→ **DOCUMENT EXTRACT**:
'''

20160330-IR-045160112NRA Letter of Findings Number: 02-20150432 Corporate Income Tax For The 2014 Tax Year  

  • DEPARTMENT OF STATE REVENUE
    02-20150432.LOF

    Letter of Findings Number: 02-20150432
    Corporate Income Tax
    For The 2014 Tax Year


    NOTICE: IC § 6-8.1-3-3.5 and IC § 4-22-7-7 require the publication of this document in the Indiana Register. This document provides the general public with information about the Department's official position concerning a specific set of facts and issues. This document is effective on its date of publication and remains in effect until the date it is superseded or deleted by the publication of another document in the Indiana Register. The "Holding" section of this document is provided for the convenience of the reader and is not part of the analysis contained in this Letter of Findings.

    HOLDING

    Company was sustained on a carryforward of a net operating loss subject to review and sustained on its request of penalty waiver.

    ISSUES

    I. Adjusted Gross Income Tax - Net Operating Loss Carryforward.

    Authority: IC § 6-3-2-2.6; IC § 6-8.1-5-1; Indiana Dep't of State Revenue v. Rent-A-Center East, Inc., 963 N.E.2d 463 (Ind. 2012); Lafayette Square Amoco, Inc. v. Indiana Dep't of State Revenue, 867 N.E.2d 289 (Ind. Tax Ct. 2007); Scopelite v. Indiana Dep't of Local Gov't Fin., 939 N.E.2d 1138 (Ind. Tax Ct. 2010); Wendt LLP v. Indiana Dep't of State Revenue, 977 N.E.2d 480 (Ind. Tax Ct. 2012).

    Taxpayer protests the assessment of corporate income tax.

    II. Tax Administration - Negligence Penalty.

    Authority: IC § 6-8.1-10-2.1; 45 IAC 15-11-2.

    Taxpayer requests that the Department abate the negligence penalty.

    STATEMENT OF FACTS

    Taxpayer is a company doing business in Indiana. Prior to 2014, Taxpayer was part of a group of corporations filing a consolidated Indiana income tax return. Based on the consolidated return, the consolidated group had net operating losses available to be carried forward had the group filed a consolidated return for the 2014 tax year.

    For the 2014 tax year, Taxpayer filed a separate Indiana corporate income tax return. When Taxpayer filed its return, Taxpayer claimed a net operating loss carryforward based on the prior net operating losses of the group. However, Taxpayer's claimed net operating losses were disallowed in their entirety. Thus, Taxpayer received an assessment of tax, interest, and a ten-percent negligence penalty. Taxpayer protested the assessments of tax and penalty.

    The protest is decided on records available to the Department. This Letter of Findings results. Further facts will be provided as necessary.

    I. Adjusted Gross Income Tax - Net Operating Loss Carryforward.

'''

→ **TO-DO LIST**:
1 > According to the Letter of Findings, what penalty was assessed along with tax and interest?
2 > For each statement, say whether it agrees with the Letter of Findings, answering yes or no and quoting the words that decide it: (a) Before 2014, Taxpayer belonged to a group of corporations that filed a consolidated Indiana income tax return. (b) The Department allowed part of the net operating losses that Taxpayer claimed. (c) The "Holding" section forms part of the analysis in the document.
3 > Carry the Letter of Findings on corporate income tax forward from its last heading, writing the discussion that would follow it.
The entries after this point are separate material, unrelated to the Letter of Findings.

→ **RECORDS PROVIDED**:

'''

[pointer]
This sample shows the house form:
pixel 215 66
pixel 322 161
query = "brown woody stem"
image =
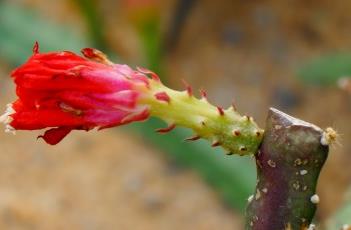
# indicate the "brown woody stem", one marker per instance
pixel 288 162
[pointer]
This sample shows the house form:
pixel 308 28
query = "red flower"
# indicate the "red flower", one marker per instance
pixel 63 91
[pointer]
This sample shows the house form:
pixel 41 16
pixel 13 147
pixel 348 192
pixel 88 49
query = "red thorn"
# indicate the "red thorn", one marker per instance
pixel 36 48
pixel 88 52
pixel 167 129
pixel 162 96
pixel 153 75
pixel 193 138
pixel 203 94
pixel 220 111
pixel 96 55
pixel 236 133
pixel 188 88
pixel 233 105
pixel 215 144
pixel 243 149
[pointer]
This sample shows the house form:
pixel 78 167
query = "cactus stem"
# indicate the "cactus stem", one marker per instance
pixel 288 163
pixel 215 144
pixel 162 96
pixel 220 111
pixel 234 107
pixel 193 138
pixel 203 94
pixel 153 75
pixel 188 88
pixel 166 129
pixel 236 132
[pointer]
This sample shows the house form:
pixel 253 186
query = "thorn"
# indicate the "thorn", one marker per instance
pixel 215 144
pixel 248 118
pixel 189 90
pixel 220 111
pixel 36 48
pixel 167 129
pixel 193 138
pixel 233 106
pixel 242 148
pixel 258 133
pixel 96 55
pixel 153 75
pixel 236 133
pixel 203 94
pixel 162 96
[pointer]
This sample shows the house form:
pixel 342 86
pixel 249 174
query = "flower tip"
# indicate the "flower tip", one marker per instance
pixel 153 75
pixel 55 135
pixel 36 48
pixel 96 55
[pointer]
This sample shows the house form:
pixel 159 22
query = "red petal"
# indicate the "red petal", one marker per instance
pixel 54 136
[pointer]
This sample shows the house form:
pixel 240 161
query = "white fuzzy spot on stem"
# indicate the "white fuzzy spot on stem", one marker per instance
pixel 315 199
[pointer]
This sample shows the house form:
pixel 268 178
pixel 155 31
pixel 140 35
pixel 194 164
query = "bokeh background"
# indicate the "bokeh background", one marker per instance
pixel 284 54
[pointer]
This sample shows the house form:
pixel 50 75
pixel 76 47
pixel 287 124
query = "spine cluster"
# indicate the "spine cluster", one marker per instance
pixel 222 127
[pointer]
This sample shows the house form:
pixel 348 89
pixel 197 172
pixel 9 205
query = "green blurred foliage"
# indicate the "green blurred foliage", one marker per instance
pixel 342 216
pixel 326 70
pixel 232 176
pixel 20 28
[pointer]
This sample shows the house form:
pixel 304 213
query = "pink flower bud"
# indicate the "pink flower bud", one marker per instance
pixel 63 91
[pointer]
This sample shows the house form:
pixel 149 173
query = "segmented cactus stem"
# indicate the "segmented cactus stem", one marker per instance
pixel 222 127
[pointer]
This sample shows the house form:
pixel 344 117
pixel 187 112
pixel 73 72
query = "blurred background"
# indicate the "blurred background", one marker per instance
pixel 285 54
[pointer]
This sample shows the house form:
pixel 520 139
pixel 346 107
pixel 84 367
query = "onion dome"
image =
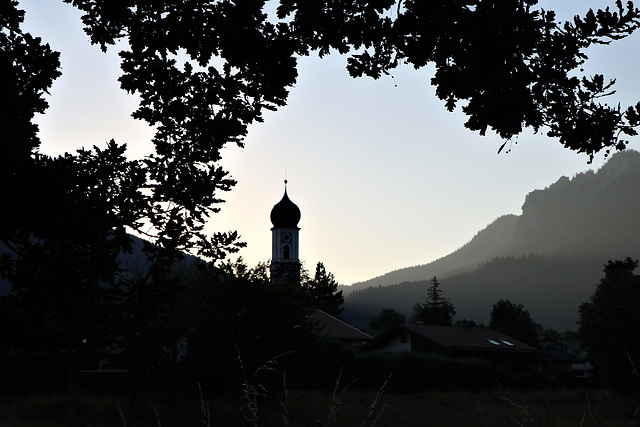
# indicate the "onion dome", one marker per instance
pixel 285 214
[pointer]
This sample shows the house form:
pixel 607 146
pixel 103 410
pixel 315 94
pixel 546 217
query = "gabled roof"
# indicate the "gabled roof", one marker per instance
pixel 467 338
pixel 336 328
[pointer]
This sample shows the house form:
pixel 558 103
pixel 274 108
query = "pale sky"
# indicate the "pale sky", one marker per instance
pixel 384 176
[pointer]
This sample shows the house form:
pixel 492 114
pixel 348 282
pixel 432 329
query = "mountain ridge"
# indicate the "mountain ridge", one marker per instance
pixel 504 229
pixel 549 258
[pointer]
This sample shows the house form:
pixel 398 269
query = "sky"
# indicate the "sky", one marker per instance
pixel 384 175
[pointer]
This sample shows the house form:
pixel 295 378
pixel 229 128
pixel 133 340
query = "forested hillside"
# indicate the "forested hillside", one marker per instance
pixel 549 258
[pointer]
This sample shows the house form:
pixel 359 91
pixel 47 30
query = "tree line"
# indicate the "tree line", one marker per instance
pixel 195 318
pixel 608 324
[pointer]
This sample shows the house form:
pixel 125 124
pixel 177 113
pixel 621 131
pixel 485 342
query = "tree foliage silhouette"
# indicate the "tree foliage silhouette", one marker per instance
pixel 436 310
pixel 323 291
pixel 514 66
pixel 609 324
pixel 513 320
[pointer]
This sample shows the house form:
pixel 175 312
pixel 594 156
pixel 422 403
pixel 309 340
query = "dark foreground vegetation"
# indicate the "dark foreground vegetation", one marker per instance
pixel 497 407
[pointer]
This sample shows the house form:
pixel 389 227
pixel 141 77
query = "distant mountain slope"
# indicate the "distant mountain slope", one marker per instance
pixel 591 214
pixel 496 237
pixel 549 258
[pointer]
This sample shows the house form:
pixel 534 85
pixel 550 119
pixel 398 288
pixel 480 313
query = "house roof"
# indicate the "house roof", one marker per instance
pixel 336 328
pixel 467 338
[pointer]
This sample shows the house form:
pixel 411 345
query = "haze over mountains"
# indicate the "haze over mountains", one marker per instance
pixel 549 259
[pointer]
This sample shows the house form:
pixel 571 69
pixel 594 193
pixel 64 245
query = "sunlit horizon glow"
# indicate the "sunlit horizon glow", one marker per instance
pixel 384 176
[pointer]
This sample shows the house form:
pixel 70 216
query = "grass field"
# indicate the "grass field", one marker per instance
pixel 350 408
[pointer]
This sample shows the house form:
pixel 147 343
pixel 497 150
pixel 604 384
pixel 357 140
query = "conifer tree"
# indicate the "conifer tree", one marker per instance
pixel 323 291
pixel 436 310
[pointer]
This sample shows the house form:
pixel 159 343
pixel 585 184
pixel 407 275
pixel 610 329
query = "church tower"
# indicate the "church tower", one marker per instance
pixel 285 264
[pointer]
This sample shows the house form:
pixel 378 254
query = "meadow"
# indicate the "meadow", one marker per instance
pixel 576 407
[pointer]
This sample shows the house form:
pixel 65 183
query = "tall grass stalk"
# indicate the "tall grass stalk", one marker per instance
pixel 375 403
pixel 336 402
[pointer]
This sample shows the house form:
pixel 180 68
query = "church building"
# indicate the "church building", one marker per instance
pixel 285 263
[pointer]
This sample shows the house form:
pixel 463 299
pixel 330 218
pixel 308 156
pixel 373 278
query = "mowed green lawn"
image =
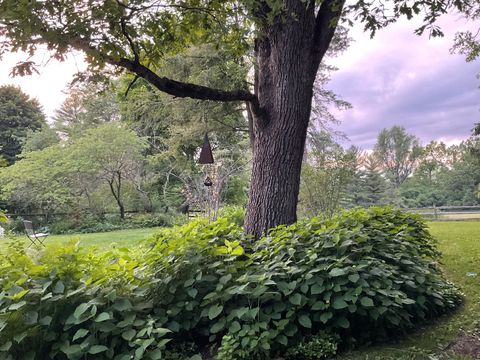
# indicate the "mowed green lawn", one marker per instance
pixel 459 242
pixel 129 237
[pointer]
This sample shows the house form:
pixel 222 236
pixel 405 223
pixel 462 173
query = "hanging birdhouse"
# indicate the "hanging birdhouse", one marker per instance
pixel 206 156
pixel 208 181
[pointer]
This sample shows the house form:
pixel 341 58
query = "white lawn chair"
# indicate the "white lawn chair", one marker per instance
pixel 35 238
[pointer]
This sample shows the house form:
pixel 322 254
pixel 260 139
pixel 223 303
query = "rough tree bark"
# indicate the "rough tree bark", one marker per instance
pixel 288 57
pixel 288 54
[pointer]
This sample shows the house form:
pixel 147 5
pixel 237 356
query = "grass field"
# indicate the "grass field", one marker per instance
pixel 128 237
pixel 459 242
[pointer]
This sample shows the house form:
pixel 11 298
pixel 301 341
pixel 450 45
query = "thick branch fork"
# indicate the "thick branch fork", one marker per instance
pixel 181 89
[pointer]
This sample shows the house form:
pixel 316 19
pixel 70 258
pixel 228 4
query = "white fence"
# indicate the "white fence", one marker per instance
pixel 449 213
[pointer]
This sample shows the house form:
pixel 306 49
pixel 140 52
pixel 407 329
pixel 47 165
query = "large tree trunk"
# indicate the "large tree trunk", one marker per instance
pixel 287 63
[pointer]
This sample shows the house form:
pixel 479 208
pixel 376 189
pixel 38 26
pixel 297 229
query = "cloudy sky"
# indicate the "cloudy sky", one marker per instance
pixel 397 78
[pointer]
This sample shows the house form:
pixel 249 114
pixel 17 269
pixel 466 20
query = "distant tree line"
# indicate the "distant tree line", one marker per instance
pixel 398 171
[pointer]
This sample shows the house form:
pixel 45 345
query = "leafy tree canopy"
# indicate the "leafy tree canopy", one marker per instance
pixel 136 34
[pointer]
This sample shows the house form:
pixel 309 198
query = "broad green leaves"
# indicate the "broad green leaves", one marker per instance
pixel 274 294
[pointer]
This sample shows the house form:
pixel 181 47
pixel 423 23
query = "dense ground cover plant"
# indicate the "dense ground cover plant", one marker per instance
pixel 361 276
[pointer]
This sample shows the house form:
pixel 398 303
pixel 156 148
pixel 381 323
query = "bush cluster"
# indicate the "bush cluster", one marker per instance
pixel 361 276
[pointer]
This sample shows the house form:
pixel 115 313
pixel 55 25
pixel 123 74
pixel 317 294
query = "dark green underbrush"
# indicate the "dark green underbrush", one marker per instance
pixel 205 291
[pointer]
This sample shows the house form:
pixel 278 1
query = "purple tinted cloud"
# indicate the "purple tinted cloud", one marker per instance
pixel 401 79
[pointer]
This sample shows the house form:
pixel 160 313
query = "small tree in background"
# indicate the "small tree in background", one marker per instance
pixel 112 154
pixel 19 114
pixel 398 153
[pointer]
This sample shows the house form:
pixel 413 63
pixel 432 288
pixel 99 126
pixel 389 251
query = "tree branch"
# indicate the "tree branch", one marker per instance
pixel 180 89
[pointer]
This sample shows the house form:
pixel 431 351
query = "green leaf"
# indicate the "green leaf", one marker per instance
pixel 18 338
pixel 129 334
pixel 336 272
pixel 234 327
pixel 317 289
pixel 20 294
pixel 192 292
pixel 214 311
pixel 305 321
pixel 17 306
pixel 59 287
pixel 80 310
pixel 325 317
pixel 282 339
pixel 366 301
pixel 339 303
pixel 343 322
pixel 46 320
pixel 295 299
pixel 6 346
pixel 96 349
pixel 319 305
pixel 218 326
pixel 102 317
pixel 122 305
pixel 80 334
pixel 30 318
pixel 354 278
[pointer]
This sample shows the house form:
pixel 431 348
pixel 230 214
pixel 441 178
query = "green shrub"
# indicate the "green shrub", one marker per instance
pixel 363 275
pixel 317 347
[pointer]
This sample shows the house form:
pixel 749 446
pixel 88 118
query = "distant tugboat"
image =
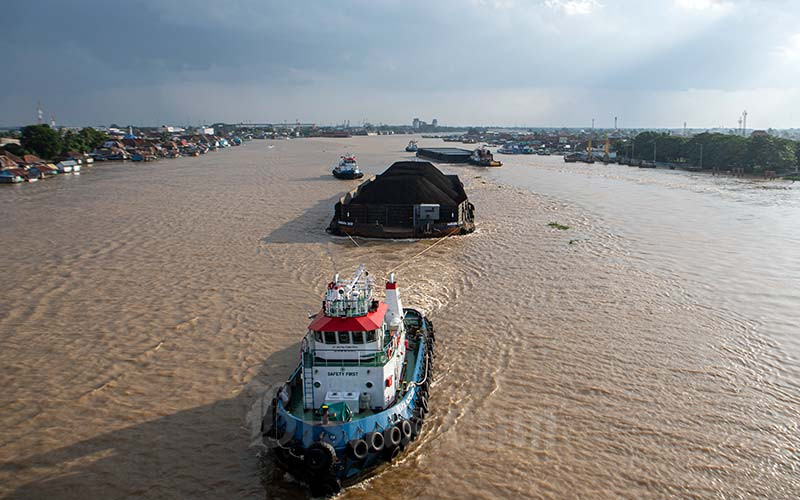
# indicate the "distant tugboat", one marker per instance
pixel 482 157
pixel 347 168
pixel 360 393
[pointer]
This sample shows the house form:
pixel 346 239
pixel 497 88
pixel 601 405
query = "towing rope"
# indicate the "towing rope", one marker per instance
pixel 452 231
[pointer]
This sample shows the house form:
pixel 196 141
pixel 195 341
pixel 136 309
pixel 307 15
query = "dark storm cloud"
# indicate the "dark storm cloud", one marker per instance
pixel 149 59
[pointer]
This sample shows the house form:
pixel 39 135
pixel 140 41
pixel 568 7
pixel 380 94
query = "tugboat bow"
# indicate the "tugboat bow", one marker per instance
pixel 360 393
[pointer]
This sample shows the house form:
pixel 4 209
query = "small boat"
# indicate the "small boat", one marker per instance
pixel 359 394
pixel 347 168
pixel 48 170
pixel 482 157
pixel 67 166
pixel 571 158
pixel 32 174
pixel 11 176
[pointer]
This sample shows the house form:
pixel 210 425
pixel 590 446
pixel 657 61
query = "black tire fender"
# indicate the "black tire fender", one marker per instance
pixel 357 449
pixel 319 457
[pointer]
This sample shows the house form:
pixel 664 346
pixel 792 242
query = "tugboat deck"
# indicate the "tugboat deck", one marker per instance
pixel 295 406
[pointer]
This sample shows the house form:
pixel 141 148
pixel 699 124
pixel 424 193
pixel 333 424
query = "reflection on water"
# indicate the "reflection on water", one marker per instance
pixel 646 351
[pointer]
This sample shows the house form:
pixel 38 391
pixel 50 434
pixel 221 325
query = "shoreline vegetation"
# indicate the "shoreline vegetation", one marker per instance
pixel 40 151
pixel 759 154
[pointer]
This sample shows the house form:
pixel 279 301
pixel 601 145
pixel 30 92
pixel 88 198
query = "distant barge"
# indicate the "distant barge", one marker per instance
pixel 445 155
pixel 411 199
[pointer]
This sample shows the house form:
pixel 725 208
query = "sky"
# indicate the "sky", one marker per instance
pixel 535 63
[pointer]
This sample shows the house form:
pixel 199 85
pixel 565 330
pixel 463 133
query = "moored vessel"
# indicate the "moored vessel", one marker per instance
pixel 359 395
pixel 347 168
pixel 484 158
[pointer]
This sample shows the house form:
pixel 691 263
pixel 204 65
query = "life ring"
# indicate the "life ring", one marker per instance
pixel 405 428
pixel 416 427
pixel 375 441
pixel 392 437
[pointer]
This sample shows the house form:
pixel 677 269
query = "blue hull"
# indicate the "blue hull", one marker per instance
pixel 328 457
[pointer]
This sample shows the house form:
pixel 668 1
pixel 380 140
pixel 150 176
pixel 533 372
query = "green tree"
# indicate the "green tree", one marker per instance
pixel 41 140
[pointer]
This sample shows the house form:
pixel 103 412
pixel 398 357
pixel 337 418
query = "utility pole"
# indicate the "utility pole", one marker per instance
pixel 701 156
pixel 744 123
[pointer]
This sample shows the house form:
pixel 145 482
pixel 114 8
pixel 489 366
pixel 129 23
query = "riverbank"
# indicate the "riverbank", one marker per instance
pixel 645 350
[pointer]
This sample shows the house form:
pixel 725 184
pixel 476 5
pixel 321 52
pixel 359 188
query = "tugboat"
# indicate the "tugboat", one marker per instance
pixel 347 168
pixel 482 157
pixel 360 392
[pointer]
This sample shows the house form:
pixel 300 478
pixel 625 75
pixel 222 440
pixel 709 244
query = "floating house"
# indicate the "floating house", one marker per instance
pixel 411 199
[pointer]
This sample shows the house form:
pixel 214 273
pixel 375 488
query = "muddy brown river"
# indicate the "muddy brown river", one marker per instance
pixel 649 351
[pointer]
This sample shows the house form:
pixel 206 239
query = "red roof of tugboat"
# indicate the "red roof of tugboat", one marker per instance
pixel 371 321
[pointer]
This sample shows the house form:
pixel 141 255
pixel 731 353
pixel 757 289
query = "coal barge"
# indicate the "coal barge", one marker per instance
pixel 411 199
pixel 359 394
pixel 445 155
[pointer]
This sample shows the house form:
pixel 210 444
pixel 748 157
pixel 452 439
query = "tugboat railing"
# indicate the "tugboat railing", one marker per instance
pixel 348 308
pixel 365 358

'''

→ **THE ANSWERS**:
1 > A ten-percent negligence penalty.

2 >
(a) Yes: "Prior to 2014, Taxpayer was part of a group of corporations filing a consolidated Indiana income tax return."
(b) No: "Taxpayer's claimed net operating losses were disallowed in their entirety."
(c) No: "is not part of the analysis contained in this Letter of Findings."

3 >
    DISCUSSION

    The Department assessed tax on the ground that Taxpayer was not permitted to claim a net operating loss in its first year of filing for corporate adjusted gross income tax. Thus, the issue is whether Taxpayer's claimed net operating loss should have been disallowed.

    As a threshold issue, all tax assessments are prima facie evidence that the Department's claim for the unpaid tax is valid; the taxpayer bears the burden of proving that any assessment is incorrect. IC § 6-8.1-5-1(c); Lafayette Square Amoco, Inc. v. Indiana Dep't of State Revenue, 867 N.E.2d 289, 292 (Ind. Tax Ct. 2007); Indiana Dep't of State Revenue v. Rent-A-Center East, Inc., 963 N.E.2d 463, 466 (Ind. 2012). Thus, the taxpayer is required to provide documentation explaining and supporting its challenge that the Department's assessment is wrong. Poorly developed and non-cogent arguments are subject to waiver. Scopelite v. Indiana Dep't of Local Gov't Fin., 939 N.E.2d 1138, 1145 (Ind. Tax Ct. 2010); Wendt LLP v. Indiana Dep't of State Revenue, 977 N.E.2d 480, 486 n.9 (Ind. Tax Ct. 2012).

    Corporations are permitted to claim Indiana net operating losses pursuant to IC § 6-3-2-2.6. A previous year's net operating loss can be carried forward to later years in the same manner as federal net operating losses. IC § 6-3-2-2.6(f).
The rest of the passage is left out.